(Data records)
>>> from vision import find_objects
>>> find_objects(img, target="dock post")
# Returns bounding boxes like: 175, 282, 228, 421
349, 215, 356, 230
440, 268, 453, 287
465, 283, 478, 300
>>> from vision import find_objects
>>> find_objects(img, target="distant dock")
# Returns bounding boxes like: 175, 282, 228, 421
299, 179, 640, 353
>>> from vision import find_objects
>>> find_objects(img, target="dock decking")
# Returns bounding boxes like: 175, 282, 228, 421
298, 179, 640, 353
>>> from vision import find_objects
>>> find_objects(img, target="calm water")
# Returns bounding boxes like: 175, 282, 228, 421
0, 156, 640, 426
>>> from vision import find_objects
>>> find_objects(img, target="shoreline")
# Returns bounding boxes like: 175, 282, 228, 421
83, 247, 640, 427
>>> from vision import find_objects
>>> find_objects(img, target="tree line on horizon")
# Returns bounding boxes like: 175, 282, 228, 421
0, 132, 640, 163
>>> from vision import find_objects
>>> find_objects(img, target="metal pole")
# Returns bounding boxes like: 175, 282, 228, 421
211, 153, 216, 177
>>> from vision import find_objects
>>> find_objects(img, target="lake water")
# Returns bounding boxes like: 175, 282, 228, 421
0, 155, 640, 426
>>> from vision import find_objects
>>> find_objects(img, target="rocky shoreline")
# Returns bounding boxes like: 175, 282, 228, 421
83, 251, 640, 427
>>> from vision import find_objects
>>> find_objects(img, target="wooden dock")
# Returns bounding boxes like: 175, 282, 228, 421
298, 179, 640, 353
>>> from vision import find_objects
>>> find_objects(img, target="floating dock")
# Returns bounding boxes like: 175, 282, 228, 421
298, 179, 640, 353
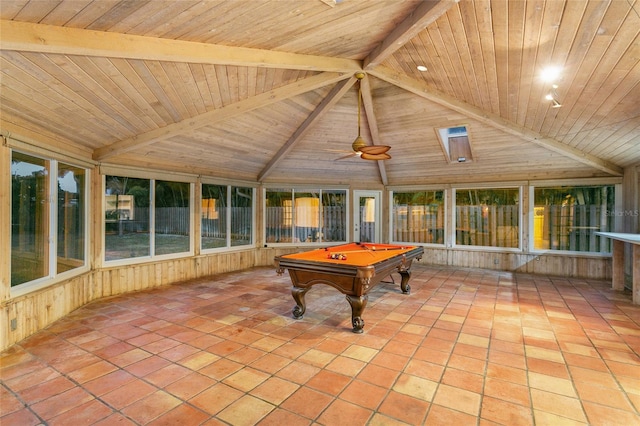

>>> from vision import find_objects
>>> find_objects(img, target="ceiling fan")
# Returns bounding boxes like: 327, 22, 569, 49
337, 72, 391, 160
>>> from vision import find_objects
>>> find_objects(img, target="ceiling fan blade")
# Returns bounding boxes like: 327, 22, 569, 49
360, 152, 391, 160
333, 152, 360, 161
360, 145, 391, 155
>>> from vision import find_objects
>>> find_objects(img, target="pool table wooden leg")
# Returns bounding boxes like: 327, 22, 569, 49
398, 269, 411, 293
291, 286, 309, 319
346, 294, 369, 333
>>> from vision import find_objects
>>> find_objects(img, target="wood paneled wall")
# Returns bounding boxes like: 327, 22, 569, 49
0, 243, 611, 350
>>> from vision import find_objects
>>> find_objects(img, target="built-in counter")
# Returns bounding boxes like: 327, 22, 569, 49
596, 232, 640, 304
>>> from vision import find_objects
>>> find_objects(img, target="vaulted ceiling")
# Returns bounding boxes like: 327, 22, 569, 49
0, 0, 640, 185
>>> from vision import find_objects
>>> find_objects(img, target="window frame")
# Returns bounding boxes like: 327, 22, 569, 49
100, 173, 196, 267
262, 184, 351, 247
202, 183, 257, 254
527, 178, 623, 257
449, 182, 529, 253
8, 149, 92, 298
388, 186, 451, 248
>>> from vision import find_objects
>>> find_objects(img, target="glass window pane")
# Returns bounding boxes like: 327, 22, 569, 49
265, 189, 293, 243
231, 186, 253, 247
155, 180, 191, 255
11, 152, 50, 286
533, 185, 615, 253
104, 176, 151, 260
392, 191, 444, 244
456, 188, 520, 248
57, 163, 86, 273
200, 184, 227, 249
319, 190, 347, 242
293, 191, 320, 243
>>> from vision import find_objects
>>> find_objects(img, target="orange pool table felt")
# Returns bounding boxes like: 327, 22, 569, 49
274, 243, 424, 333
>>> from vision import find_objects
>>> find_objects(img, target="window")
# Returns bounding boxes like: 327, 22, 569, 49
533, 185, 615, 253
455, 188, 520, 248
56, 163, 86, 273
104, 176, 151, 261
265, 189, 347, 243
11, 151, 87, 287
200, 184, 254, 250
391, 190, 444, 244
200, 184, 228, 250
104, 176, 192, 261
154, 180, 191, 255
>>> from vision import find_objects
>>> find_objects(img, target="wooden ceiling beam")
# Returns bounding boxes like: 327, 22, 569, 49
363, 0, 460, 70
0, 20, 362, 72
93, 73, 349, 161
369, 66, 623, 176
360, 75, 389, 186
258, 76, 356, 182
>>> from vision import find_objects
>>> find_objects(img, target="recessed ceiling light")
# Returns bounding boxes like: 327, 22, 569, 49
541, 66, 562, 82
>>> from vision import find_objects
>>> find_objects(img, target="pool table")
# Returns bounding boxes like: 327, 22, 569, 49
274, 243, 424, 333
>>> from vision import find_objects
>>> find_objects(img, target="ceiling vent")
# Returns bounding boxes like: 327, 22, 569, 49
436, 126, 473, 163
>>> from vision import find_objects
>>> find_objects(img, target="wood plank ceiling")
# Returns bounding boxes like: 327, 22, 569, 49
0, 0, 640, 186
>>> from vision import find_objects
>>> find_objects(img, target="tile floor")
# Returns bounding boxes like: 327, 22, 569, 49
0, 264, 640, 426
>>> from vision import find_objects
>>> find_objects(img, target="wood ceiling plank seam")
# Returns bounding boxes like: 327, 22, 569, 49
533, 1, 586, 134
505, 1, 526, 123
13, 1, 56, 22
551, 3, 640, 146
236, 67, 249, 106
524, 1, 564, 129
87, 0, 149, 32
371, 63, 622, 176
149, 1, 235, 40
591, 118, 640, 161
0, 119, 91, 162
247, 67, 260, 98
226, 67, 242, 103
138, 61, 187, 123
111, 58, 171, 129
256, 76, 356, 182
94, 73, 348, 160
363, 0, 459, 70
210, 2, 327, 50
491, 2, 511, 118
426, 21, 461, 101
22, 52, 135, 136
38, 0, 92, 26
215, 65, 233, 107
204, 65, 224, 109
126, 0, 195, 37
515, 0, 544, 126
0, 88, 107, 143
188, 1, 277, 46
189, 64, 215, 111
103, 0, 170, 34
459, 2, 491, 110
543, 3, 606, 144
447, 3, 482, 110
140, 0, 210, 39
435, 16, 469, 102
274, 2, 406, 57
64, 0, 114, 28
580, 74, 640, 157
474, 0, 500, 114
162, 62, 208, 116
69, 56, 160, 134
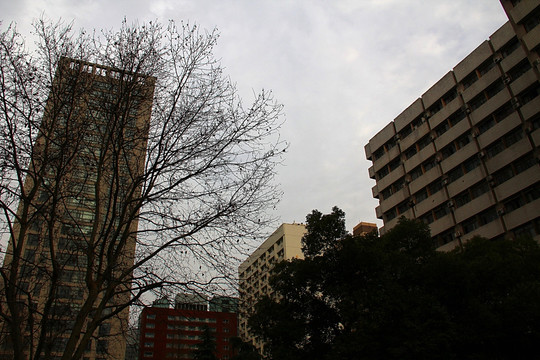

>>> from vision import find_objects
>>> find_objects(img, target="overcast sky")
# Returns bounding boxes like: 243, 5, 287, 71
0, 0, 507, 230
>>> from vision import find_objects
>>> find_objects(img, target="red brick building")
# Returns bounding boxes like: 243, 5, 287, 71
139, 307, 238, 360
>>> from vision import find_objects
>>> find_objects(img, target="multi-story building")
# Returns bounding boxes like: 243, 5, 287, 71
365, 0, 540, 250
238, 224, 306, 350
0, 58, 155, 359
139, 303, 238, 360
208, 296, 238, 313
353, 221, 378, 236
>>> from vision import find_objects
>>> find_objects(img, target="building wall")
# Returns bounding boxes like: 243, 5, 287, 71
1, 58, 155, 359
365, 6, 540, 250
139, 307, 238, 360
238, 224, 306, 349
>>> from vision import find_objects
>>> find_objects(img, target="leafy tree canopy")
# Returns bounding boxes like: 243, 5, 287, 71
249, 212, 540, 359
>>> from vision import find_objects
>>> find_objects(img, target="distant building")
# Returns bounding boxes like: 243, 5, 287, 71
0, 58, 155, 359
174, 293, 208, 311
365, 0, 540, 250
208, 296, 238, 313
238, 224, 306, 350
139, 306, 238, 360
353, 221, 377, 236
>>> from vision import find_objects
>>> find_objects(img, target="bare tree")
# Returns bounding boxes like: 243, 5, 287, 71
0, 19, 286, 359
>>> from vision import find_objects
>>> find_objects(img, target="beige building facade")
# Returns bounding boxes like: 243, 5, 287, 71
238, 224, 306, 349
0, 58, 155, 360
365, 0, 540, 250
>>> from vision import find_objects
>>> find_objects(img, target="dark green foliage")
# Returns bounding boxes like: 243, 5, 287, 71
193, 326, 218, 360
250, 208, 540, 360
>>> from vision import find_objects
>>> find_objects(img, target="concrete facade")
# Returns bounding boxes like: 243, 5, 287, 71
238, 224, 306, 350
365, 0, 540, 250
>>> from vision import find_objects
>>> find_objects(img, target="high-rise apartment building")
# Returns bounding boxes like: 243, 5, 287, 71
0, 58, 155, 360
238, 224, 306, 350
238, 224, 306, 350
365, 0, 540, 250
139, 295, 238, 360
353, 221, 378, 236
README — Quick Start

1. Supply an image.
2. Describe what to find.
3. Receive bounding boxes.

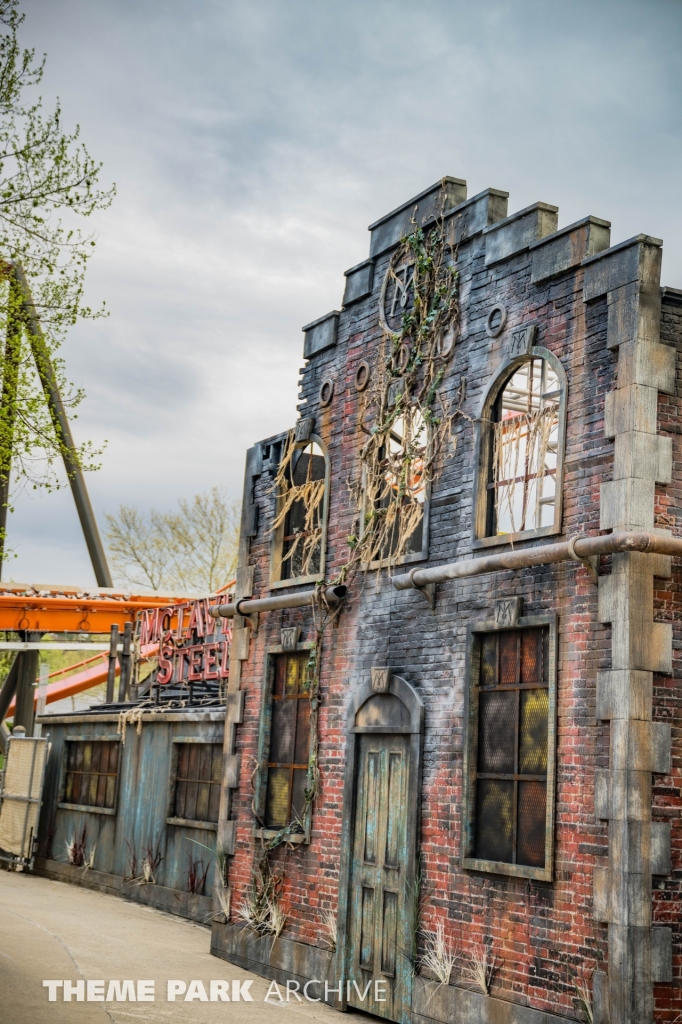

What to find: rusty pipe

- [What you need to do]:
Rewrite the items as a Markdown table with the columns Row and Line. Begin at the first line of the items, stop after the line that contains "211, 153, 216, 177", and leave out any blank lines.

- [Full output]:
| Row | Line |
|---|---|
| 1 | >>> from vision import find_objects |
| 2 | >>> find_objects(img, target="dock post") |
| 3 | # Returns bounding boxes like: 175, 282, 228, 421 |
| 4 | 349, 215, 356, 230 |
| 5 | 440, 268, 453, 287 |
| 6 | 465, 283, 478, 300 |
| 7 | >>> from vision import find_objects |
| 8 | >>> find_objects(img, target="distant dock") |
| 9 | # Returns bounding boxes like: 175, 282, 228, 421 |
| 10 | 299, 179, 640, 353 |
| 11 | >>> from vision import find_objects |
| 12 | >>> find_objects(img, target="dock decking") |
| 13 | # Returns bounding boxes like: 175, 282, 228, 421 |
| 14 | 298, 179, 640, 353 |
| 15 | >>> from vision import find_objects |
| 16 | >>> find_objects(img, target="calm water") |
| 17 | # Returns bounding boxes like: 175, 282, 228, 421 |
| 18 | 0, 156, 640, 426 |
| 19 | >>> from vision import find_objects |
| 20 | >>> find_objects(img, target="shoreline") |
| 21 | # Returns bounding boxes like: 175, 282, 228, 421 |
| 22 | 83, 247, 640, 427 |
| 23 | >>> from vision import find_objects |
| 24 | >>> find_objects(img, target="tree line on horizon") |
| 25 | # Returns bounding boxes like: 175, 282, 228, 421 |
| 26 | 0, 132, 640, 163 |
| 27 | >>> from vision import find_objects |
| 28 | >>> find_objects(img, target="metal pole") |
| 29 | # Returns bounding boxes like: 175, 282, 228, 421 |
| 30 | 211, 153, 216, 177 |